• Text passage:

"""

Syria war: Eastern Ghouta bombing ‘catastrophic’

A doctor working in the Syrian rebel enclave of the Eastern Ghouta says the situation is “catastrophic” – and he believes the international community has abandoned the people living there.

“We don’t have anything – no food, no medicine, no shelter,” Dr Bassam told the BBC. “We don’t have bread. We don’t have anything.”

“Maybe every minute we have 10 or 20 air strikes,” Dr Bassam said.

Three days of bombing in the area reportedly killed at least 250 people.

The Syrian military says it is trying to liberate the area from terrorists – but it has also been accused of targeting civilians.

“They targeted everything: shops, markets, hospitals, schools, mosques, everything,” Dr Bassam said. “I will treat someone – and after a day or two they come again, injured again.”

“Where is the international community, where is (the UN) Security Council… they abandoned us. They leave us to be killed,” he said.

What’s happening in the Eastern Ghouta?

Pro-government forces – backed by Russia – intensified their efforts to retake the last major rebel stronghold on Sunday night.

More than 50 children were among the dead, according to activists. About 1,200 people were injured.

The UN has called for a ceasefire to allow humanitarian aid to be delivered and the wounded to be evacuated.

The Eastern Ghouta is dominated by the Islamist faction Jaysh al-Islam. But Hayat Tahrir al-Sham, a jihadist alliance led by al-Qaeda’s former affiliate in Syria, also has a presence there.

Syrian state television reported that at least six people living in government-controlled areas of eastern Damascus were killed earlier this week – and 28 others wounded – by shells fired from the Eastern Ghouta.

The Syrian military said it carried out “precision strikes” on areas from which the shells were launched.

New players are shifting the war

By Jeremy Bowen, BBC Middle East editor

After seven years, Syria’s war is not ending but it is changing.

President Assad now looks like he is trying to roll up this final major enclave around Damascus – the Eastern Ghouta. This would secure his victory around the capital, and would be a very big moment.

But Syria remains linked into a web of war and power politics, which guarantees more conflict.

Up in the north, there are a whole host of big powers completing for influence: Russia, Iran, Turkey and the United States. British Special Forces are there, too.

Iran is seen as a particularly big threat by the Americans, the Israelis, who are also getting involved increasingly, and the Saudis, who have been big players in the war as well.

While the cast of characters is changing, the bloodshed continues and it is certainly not over.

How bad is the situation in the enclave?

"""

• Exercise data:

"""

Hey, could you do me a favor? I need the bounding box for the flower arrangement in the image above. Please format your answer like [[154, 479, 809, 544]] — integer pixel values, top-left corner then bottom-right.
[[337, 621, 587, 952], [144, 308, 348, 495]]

"""

• Tasks and exercises:
a) Retype the Eastern Ghouta article from "More than 50" up to and including "to be evacuated.".
b) Continue the article on the Eastern Ghouta bombing from its last line.
The data is not needed for this work.

• Solved problems:
a)
More than 50 children were among the dead, according to activists. About 1,200 people were injured.

The UN has called for a ceasefire to allow humanitarian aid to be delivered and the wounded to be evacuated.

b)
The violence in the region – designated as a “de-escalation zone” by Syria’s main allies, Russia and Iran, as well as Turkey – is the worst since 2013, when a chemical attack killed hundreds of people, activists say.

They say at least 10 towns and villages across the Eastern Ghouta came under renewed bombardment on Tuesday.

“People have nowhere to turn,” a local doctor told the Union of Medical Care and Relief Organisations, which supports medical facilities in the Eastern Ghouta

“They are trying to survive but their hunger from the siege has weakened them significantly.”

Mr Moumtzis said at least six hospitals had been hit in the area on Monday and Tuesday, and warned that such attacks might amount to war crimes.

The government has allowed one humanitarian convoy into the Eastern Ghouta since late November, and there are severe shortages of food.

A bundle of bread now costs close to 22 times the national average and 12% of children under five years old are said to be acutely malnourished.

What else is going on in Syria?

Meanwhile, pro-government fighters have been sent to the Kurdish enclave of Afrin in northern Syria to confront an offensive by Turkish troops and Syrian rebels.

Turkey fired shells near the advancing columns, which, it says, forced the pro-government fighters into retreat.

Afrin lies just south of the Turkish border. Turkey is trying to oust the Kurdish YPG militia, which controls the area and which has called on the Syrian military for help.

Syria has denounced the Turkish offensive as a “blatant attack” on its sovereignty, while Turkey has insisted it will not back down.

Syrian government forces are also carrying out offensives on the rebel-held north-western province of Idlib. The UN says more than 300,000 people have been displaced by the fighting there since December.